● **TASK BRIEF**: Copy out, word for word, everything from the line containing "of the shadow" down to the last line of the records below, including both of those lines.

● **INFORMATION PROVIDED**:
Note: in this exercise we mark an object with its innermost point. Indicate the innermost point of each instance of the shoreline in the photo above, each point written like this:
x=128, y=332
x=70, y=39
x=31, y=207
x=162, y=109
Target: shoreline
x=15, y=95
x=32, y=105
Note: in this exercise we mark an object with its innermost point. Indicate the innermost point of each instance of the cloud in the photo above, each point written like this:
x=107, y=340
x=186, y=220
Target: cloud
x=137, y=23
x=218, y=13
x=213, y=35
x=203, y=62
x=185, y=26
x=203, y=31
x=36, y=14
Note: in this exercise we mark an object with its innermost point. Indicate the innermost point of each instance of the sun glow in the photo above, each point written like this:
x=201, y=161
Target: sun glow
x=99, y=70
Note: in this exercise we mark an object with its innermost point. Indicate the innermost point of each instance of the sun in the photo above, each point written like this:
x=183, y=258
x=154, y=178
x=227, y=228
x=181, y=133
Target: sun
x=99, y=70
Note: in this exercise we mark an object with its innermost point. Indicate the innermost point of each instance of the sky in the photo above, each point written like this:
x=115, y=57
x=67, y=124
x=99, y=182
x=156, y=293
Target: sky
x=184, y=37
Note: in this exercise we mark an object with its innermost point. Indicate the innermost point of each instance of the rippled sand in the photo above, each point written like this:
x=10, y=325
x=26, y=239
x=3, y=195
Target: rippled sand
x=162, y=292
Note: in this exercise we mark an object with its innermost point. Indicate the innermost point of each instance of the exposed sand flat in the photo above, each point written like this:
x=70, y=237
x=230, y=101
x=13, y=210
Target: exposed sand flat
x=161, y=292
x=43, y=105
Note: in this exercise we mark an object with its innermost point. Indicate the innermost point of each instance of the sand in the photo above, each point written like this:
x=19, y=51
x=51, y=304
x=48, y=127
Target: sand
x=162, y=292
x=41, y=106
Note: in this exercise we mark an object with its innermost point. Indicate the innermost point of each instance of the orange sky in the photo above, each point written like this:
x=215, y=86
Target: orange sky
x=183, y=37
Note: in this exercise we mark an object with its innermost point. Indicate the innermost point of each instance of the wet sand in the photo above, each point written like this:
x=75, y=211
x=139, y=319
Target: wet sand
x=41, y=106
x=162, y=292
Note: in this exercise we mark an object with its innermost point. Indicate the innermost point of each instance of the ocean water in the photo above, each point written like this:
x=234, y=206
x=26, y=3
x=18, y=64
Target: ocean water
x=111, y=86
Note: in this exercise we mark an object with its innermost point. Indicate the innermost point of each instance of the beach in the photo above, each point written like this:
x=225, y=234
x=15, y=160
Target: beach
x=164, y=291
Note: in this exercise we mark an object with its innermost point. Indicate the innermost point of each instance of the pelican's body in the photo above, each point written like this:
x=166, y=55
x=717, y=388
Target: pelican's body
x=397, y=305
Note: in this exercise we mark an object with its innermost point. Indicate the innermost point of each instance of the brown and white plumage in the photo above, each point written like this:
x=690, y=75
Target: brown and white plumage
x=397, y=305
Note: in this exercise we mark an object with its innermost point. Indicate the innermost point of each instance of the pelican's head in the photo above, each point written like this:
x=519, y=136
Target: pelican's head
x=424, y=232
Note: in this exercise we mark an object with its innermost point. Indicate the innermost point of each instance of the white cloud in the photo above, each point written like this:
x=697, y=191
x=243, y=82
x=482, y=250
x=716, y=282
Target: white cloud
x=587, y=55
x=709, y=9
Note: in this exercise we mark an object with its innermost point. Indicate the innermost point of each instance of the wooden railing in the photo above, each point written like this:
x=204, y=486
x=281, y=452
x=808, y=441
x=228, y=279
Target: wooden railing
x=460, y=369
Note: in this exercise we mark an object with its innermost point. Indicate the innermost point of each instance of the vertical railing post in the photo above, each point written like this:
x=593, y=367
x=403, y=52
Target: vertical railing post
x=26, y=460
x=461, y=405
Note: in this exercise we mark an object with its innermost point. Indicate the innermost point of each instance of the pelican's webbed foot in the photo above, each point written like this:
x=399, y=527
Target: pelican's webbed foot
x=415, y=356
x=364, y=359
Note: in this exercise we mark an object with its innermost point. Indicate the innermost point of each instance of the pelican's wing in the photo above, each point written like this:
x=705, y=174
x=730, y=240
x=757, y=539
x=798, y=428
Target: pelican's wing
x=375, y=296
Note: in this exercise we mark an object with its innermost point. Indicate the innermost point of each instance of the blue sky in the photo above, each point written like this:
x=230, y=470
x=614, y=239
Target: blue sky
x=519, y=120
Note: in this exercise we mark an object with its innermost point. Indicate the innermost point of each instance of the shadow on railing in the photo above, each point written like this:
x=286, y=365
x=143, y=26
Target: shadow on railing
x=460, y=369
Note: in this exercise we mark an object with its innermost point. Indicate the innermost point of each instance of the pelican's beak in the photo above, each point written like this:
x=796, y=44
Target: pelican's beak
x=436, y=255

● **RIGHT ANSWER**:
Note: in this exercise we mark an object with its innermost point. Indicate the innermost point of each instance of the shadow on railing in the photo above, each point written like this:
x=286, y=365
x=143, y=26
Target: shadow on railing
x=460, y=369
Note: in this exercise we mark an object with its innermost point. Indicate the innermost point of each instance of the pelican's beak in the photo above, each point written like this:
x=796, y=44
Target: pelican's beak
x=436, y=255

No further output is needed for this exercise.